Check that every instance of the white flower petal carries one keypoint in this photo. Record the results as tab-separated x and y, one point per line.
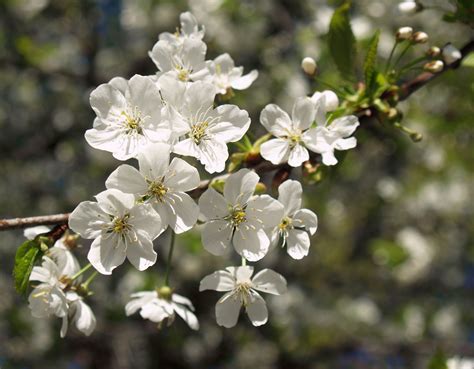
275	120
307	219
257	309
264	211
270	282
141	253
251	244
240	186
297	243
216	236
182	212
221	280
227	310
138	301
187	316
345	143
181	176
88	219
303	113
233	123
84	317
213	205
115	202
245	81
289	195
276	150
154	160
127	179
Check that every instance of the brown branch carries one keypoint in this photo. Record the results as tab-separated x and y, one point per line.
408	88
33	221
255	162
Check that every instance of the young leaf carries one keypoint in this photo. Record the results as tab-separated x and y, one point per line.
342	41
438	361
26	256
370	60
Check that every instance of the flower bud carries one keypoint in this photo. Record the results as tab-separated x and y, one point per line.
433	51
404	33
331	100
309	66
420	37
434	66
408	7
451	54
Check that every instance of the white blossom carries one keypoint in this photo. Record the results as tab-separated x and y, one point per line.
404	33
158	307
54	297
331	101
185	62
292	140
224	75
59	253
48	298
329	136
451	54
408	7
162	185
128	118
308	65
204	131
297	224
121	229
189	30
238	218
241	290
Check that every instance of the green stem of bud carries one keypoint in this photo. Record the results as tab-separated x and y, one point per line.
81	272
170	256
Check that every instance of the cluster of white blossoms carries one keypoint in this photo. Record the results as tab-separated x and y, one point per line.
59	292
152	120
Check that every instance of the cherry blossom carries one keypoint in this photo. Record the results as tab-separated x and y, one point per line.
120	229
238	218
162	185
162	304
297	224
241	290
128	118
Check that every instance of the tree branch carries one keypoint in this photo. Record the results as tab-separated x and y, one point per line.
33	221
255	162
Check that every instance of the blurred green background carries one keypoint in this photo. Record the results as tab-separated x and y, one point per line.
390	275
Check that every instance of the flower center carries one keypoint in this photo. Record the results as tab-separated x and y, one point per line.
237	216
158	190
198	131
242	290
132	121
121	225
183	73
286	223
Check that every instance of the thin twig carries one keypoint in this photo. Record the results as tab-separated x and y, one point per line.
256	163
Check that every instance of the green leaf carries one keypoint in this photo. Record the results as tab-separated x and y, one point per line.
370	60
342	41
26	256
438	361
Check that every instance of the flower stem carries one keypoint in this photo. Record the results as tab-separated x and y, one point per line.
402	54
90	279
82	271
170	256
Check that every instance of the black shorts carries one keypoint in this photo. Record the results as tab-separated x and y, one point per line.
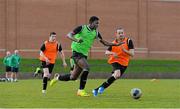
14	69
76	56
117	66
8	69
49	66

> [Task instructions]: Reproduce all of the material above verbatim, leaving out the pictures.

> [Solution for this problem]:
Check that every instance of the white flower petal carries one keypoint in this photo. Record the results as tab-separated x and y, one point per line.
275	120
307	219
257	309
264	211
270	282
141	253
251	244
240	186
297	243
216	236
182	212
221	280
227	310
138	301
187	316
345	143
181	176
88	219
303	113
233	123
84	317
213	205
115	202
245	81
289	195
276	150
154	160
127	179
Check that every instance of the brown branch carries one keypoint in this photo. Record the results as tab-separated x and y, one point per line.
408	88
33	221
255	162
Check that every instance of the young leaf carries one keypoint in this photo. Record the results as tab-separated x and y, one point per line.
342	41
438	361
26	256
370	60
Check that every instance of the flower bud carries one keypoint in this photo. Record the results as tab-separated x and y, one point per line.
433	51
404	33
331	100
309	66
420	37
434	66
408	7
451	54
Check that every instance of the white blossom carries one keypoint in this photo. Record the results as tab-separated x and y, one point per line.
404	33
158	307
54	297
331	101
185	62
292	140
224	75
59	253
48	298
329	136
451	54
408	7
162	185
128	118
308	65
204	131
297	224
121	229
189	30
238	218
241	290
Check that every instance of the green stem of bud carries one keypoint in this photo. Record the results as tab-separated x and y, one point per line.
81	272
170	256
Check that every instance of the cluster of white blossoms carries one keypoint in this photo. Record the results as tab-separated x and y, one point per line.
59	292
152	120
Check that every instance of the cherry blossom carries one keypoint in this photo. Record the results as tab-separated x and y, one point per line.
120	229
238	218
162	185
162	304
297	224
241	290
128	118
Check that every instance of the tree branch carries one keypoint in this photo. Record the results as tab-separated x and y, one point per line.
33	221
255	162
Check that every instance of the blurred green background carries one keypoint in this photo. Record the results as tab-separated x and y, one point per line.
390	275
Check that every instance of the flower center carries one keypoint in this photo. Record the results as tab-separated x and y, one point per line.
237	216
158	190
198	131
242	290
132	121
121	225
183	73
286	223
Check that every instance of the thin twig carries one keypoint in this photo. Record the results as tab-separated x and y, one point per line.
256	163
Check that every instance of the green leaf carries one keypoint in this photo. Record the results as tab-separated x and y, one point per line.
370	60
342	41
26	256
438	361
Check that every instance of the flower stem carries one keypoint in this photo. Record the results as tab-separated x and y, one point per line.
402	54
90	279
82	271
170	256
Check that every instance of the black shorts carries one keypoint in this photo. Record the results as tab-separated x and y, one point per line.
14	69
76	56
117	66
8	69
49	66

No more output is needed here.